REQUIRED WORK —
Reproduce every line of the records below word for word, but leave the pictures out of your answer.

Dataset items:
========================
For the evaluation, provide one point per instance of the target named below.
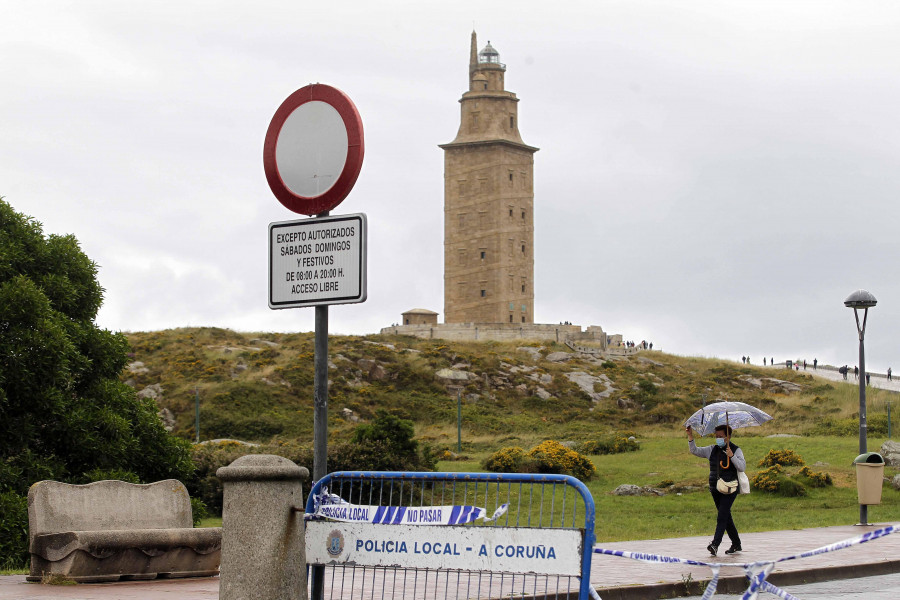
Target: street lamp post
(861, 300)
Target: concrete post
(263, 539)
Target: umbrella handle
(727, 458)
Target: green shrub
(774, 481)
(511, 459)
(107, 474)
(615, 444)
(198, 511)
(814, 478)
(783, 457)
(876, 424)
(13, 531)
(553, 457)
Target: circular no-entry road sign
(314, 149)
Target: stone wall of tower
(488, 208)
========================
EXERCISE RESPONSE —
For the evaluation, provide one point per instance of the target named below.
Target: street lamp post
(861, 300)
Target: concrete post
(263, 539)
Target: umbrella handle
(727, 458)
Target: green shrub
(774, 481)
(511, 459)
(107, 474)
(615, 444)
(198, 511)
(814, 478)
(783, 457)
(876, 424)
(13, 531)
(553, 457)
Target: circular no-entry road sign
(314, 149)
Target: stone wall of tower
(488, 208)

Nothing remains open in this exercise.